In primo luogo, dalla struttura dei contenuti, che ho rappresentato con un areogramma: il testo portante, il libro vero e proprio, ciò che dà il titolo all’insieme, costituisce meno della metà dell’opera.
Questo non significa che quanto afferma Bajani, in margine ai suoi interventi su letteratura e narrazione nelle scuole o a seguito dei suoi contatti personali con diversi insegnanti, non sia interessante.
La tesi è condivisibile, anche se per molti aspetti scontata. È retoricamente vero che la Scuola – quella teorica, fuori dal tempo e dallo spazio – non “serve a niente”, perché la sua finalità è far imparare a “spostare i mobili” (fuor di metafora, ad acquisire pensiero critico) e non può essere invece ridotta e concepita a luogo di brutale acquisizione di competenze finalizzate all’impiego.
La scuola concreta – quella in atto ora in Italia – è inoltre vittima di interventi orientati al puro risparmio; i rapporti tra studenti e insegnanti sono spesso irrigiditi e sterili: bisognerebbe arrestare al più presto questo processo di impoverimento culturale e sociale.
Ci vorrebbe un intervento intenzionale ed efficace della Politica, a cui l’autore rivolge un preciso appello, forse un po’ troppo ottimistico. Bajani non appare infatti tenere conto del fatto che in larghissima misura la Politica stessa ha un’immagine dei propri compiti che non ha più come priorità i principi costituzionali su cui si dovrebbe fondare la Scuola. Che ha sostituito i dogmi della flessibilità e della competitività ai valori dell’inclusione e della rimozione degli “ostacoli di ordine economico e sociale” di cui all’art. 3 della Carta. Che considera fondamento della Repubblica non il lavoro, ma il mercato del lavoro. Che taglia, insomma, in seguito a un progetto di società, non per svista o superficialità.

→ Cosa fare
(a) Per ciascuna affermazione dì se concorda con l'estratto sulla scuola: (i) il testo portante costituisce più della metà dell'opera; (ii) l'autore rivolge un appello alla Politica; (iii) la Politica taglia per svista. Rispondi sì o no e cita tra virgolette le parole dell'estratto che lo decidono.
(b) Riscrivi il passo dell'estratto sulla scuola che parte da «Questo non significa» e arriva a «non sia interessante.», mettendo «docenti» al posto di «insegnanti».
Le righe sono materiale a sé, separato dall'estratto.

→ Elenco delle righe
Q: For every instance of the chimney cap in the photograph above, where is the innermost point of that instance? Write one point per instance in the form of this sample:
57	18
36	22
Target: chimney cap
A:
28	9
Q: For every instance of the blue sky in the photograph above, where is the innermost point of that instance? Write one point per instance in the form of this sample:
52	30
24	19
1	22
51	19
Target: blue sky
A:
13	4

→ Risposte alle consegne
(a)
(i) No: «costituisce meno della metà dell’opera».
(ii) Sì: «a cui l’autore rivolge un preciso appello».
(iii) No: «non per svista o superficialità».

(b)
Questo non significa che quanto afferma Bajani, in margine ai suoi interventi su letteratura e narrazione nelle scuole o a seguito dei suoi contatti personali con diversi docenti, non sia interessante.